TASK STATEMENT
Copy the rows from the line containing "694, row 648." through the end of the rows, changing every "noun phrase" to "short description" and leaving all else as it stands.

(Photo object pointing rows)
::::

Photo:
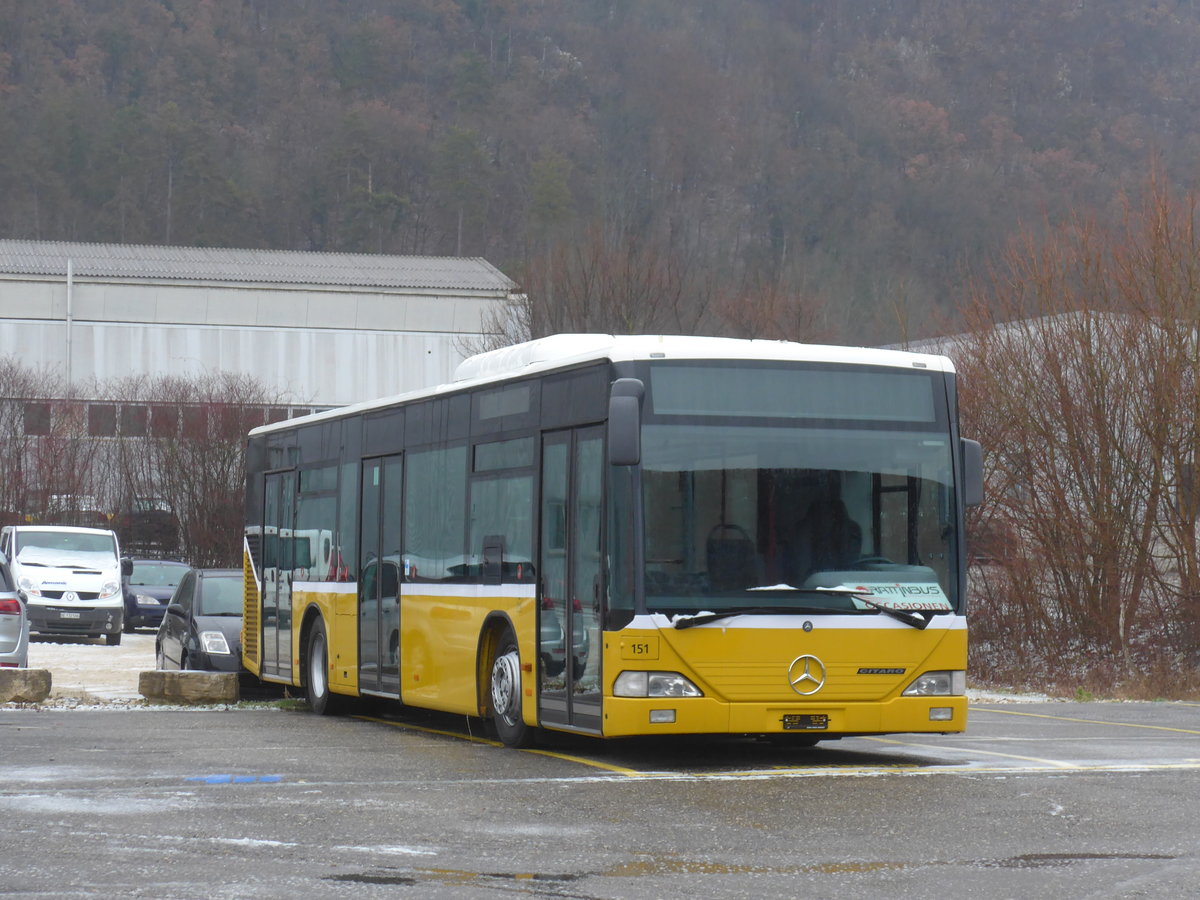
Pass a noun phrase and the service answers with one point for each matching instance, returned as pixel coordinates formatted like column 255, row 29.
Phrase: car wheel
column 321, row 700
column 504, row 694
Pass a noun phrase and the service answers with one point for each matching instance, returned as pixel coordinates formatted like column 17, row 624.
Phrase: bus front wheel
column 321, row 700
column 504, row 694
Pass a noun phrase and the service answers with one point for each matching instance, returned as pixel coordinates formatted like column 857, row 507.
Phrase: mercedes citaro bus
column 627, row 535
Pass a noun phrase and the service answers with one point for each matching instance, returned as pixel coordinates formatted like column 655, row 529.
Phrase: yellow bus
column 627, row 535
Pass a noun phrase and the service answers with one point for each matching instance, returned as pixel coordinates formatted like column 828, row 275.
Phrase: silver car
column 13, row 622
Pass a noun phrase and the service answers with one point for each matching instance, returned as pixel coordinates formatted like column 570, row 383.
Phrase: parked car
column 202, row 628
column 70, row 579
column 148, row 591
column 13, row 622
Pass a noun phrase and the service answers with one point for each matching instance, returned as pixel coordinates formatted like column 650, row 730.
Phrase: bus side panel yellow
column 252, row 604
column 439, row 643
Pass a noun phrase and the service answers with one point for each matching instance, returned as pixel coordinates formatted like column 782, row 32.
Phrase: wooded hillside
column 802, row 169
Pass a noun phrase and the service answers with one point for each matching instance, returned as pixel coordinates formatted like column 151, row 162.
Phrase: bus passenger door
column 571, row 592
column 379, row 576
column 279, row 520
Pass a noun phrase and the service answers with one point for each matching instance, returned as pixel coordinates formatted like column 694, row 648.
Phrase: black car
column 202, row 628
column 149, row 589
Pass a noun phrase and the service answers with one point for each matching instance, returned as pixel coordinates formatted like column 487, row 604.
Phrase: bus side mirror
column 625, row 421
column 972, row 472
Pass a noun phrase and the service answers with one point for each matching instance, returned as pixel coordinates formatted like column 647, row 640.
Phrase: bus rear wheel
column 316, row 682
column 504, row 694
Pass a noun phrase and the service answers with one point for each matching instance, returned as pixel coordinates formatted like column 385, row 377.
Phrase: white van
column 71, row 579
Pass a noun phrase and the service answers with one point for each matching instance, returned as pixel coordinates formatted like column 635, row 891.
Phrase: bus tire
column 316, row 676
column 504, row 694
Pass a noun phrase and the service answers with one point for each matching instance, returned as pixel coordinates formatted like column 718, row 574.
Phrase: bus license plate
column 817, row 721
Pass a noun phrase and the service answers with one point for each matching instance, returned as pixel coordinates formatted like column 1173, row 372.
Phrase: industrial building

::::

SOLUTION TO THIS PROBLEM
Pass a short description and the service answers with one point for each matching instance, returned as pixel coordinates formatted like column 694, row 648.
Phrase: black car
column 202, row 628
column 149, row 589
Pass a short description and the service answers with one point for each matching instance, returned as pixel coordinates formatted like column 487, row 604.
Phrase: bus side mirror
column 625, row 421
column 972, row 472
Pass a short description and the service answers with one point for each matching instance, returned as pixel coordinates formatted like column 647, row 640.
Phrase: bus rear wheel
column 316, row 682
column 504, row 694
Pass a short description and the service answers with one point for each matching instance, returned as pixel coordinates formatted like column 385, row 377.
Phrase: white van
column 71, row 579
Pass a short description and the service answers with one point for each matching instance, returned as pixel coordinates formatted like column 635, row 891.
Phrase: bus tire
column 316, row 676
column 504, row 694
Pass a short description and the service answers with one point for each matching instance, returned as pixel coordinates formatted like column 718, row 574.
Phrase: bus license plate
column 817, row 721
Pass a short description and the service answers with one point for each matching instance, returned as pixel coordinates formatted like column 1173, row 372.
Phrase: industrial building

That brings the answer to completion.